Source material Start Marker
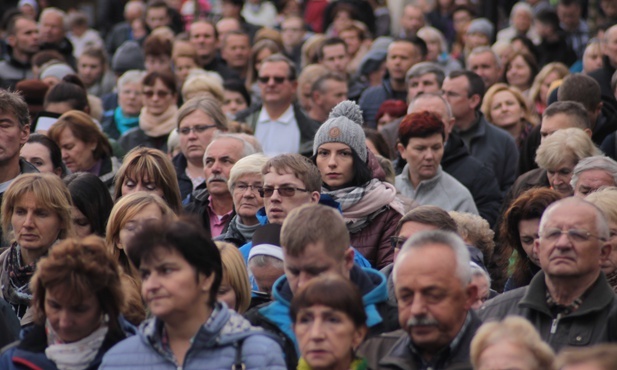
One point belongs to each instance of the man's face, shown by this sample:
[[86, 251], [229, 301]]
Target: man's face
[[51, 28], [313, 262], [157, 17], [456, 93], [335, 92], [26, 38], [237, 51], [424, 84], [401, 57], [203, 38], [277, 206], [555, 122], [12, 137], [569, 15], [273, 91], [560, 254], [412, 20], [485, 66], [335, 58], [220, 157], [432, 301], [592, 180]]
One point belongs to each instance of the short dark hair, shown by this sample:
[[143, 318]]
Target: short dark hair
Source material End Marker
Task instructions => Restate the preceding entries in full, word for word, with the pictures removed.

Result of this exercise =>
One point belongs to each instance of the man's face, shown by this sample:
[[86, 251], [229, 301]]
Target: man's face
[[51, 28], [313, 262], [157, 17], [456, 93], [335, 92], [26, 38], [237, 51], [424, 84], [401, 57], [203, 38], [277, 206], [555, 122], [12, 137], [569, 15], [273, 91], [560, 254], [412, 20], [485, 66], [335, 58], [220, 157], [432, 301], [592, 180]]
One point belongs to each instance of the short dark hair, shown by this sample:
[[143, 318]]
Target: short dark hair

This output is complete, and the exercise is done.